EXERCISE: Repeat every line of the records, switching each "sample" to "example" and changing nothing else.

SOURCE RECORDS:
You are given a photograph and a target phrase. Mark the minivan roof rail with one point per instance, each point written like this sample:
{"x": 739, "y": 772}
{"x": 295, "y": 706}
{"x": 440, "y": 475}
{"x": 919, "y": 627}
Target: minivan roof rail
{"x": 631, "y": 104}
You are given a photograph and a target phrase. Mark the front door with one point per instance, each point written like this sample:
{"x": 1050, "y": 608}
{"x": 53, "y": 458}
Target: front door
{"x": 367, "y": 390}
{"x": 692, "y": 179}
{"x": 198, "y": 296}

REPLY TO THE TASK:
You are given a photograph and a target phrase. Mark the minivan roof rail with one point per instance, each point written like this example:
{"x": 739, "y": 772}
{"x": 295, "y": 706}
{"x": 440, "y": 475}
{"x": 919, "y": 627}
Target: minivan roof rail
{"x": 631, "y": 104}
You are given a photograph and a target phrase. Mark the front door with one point per instance, each point written like this example:
{"x": 1050, "y": 608}
{"x": 53, "y": 458}
Target: front door
{"x": 367, "y": 390}
{"x": 692, "y": 179}
{"x": 198, "y": 296}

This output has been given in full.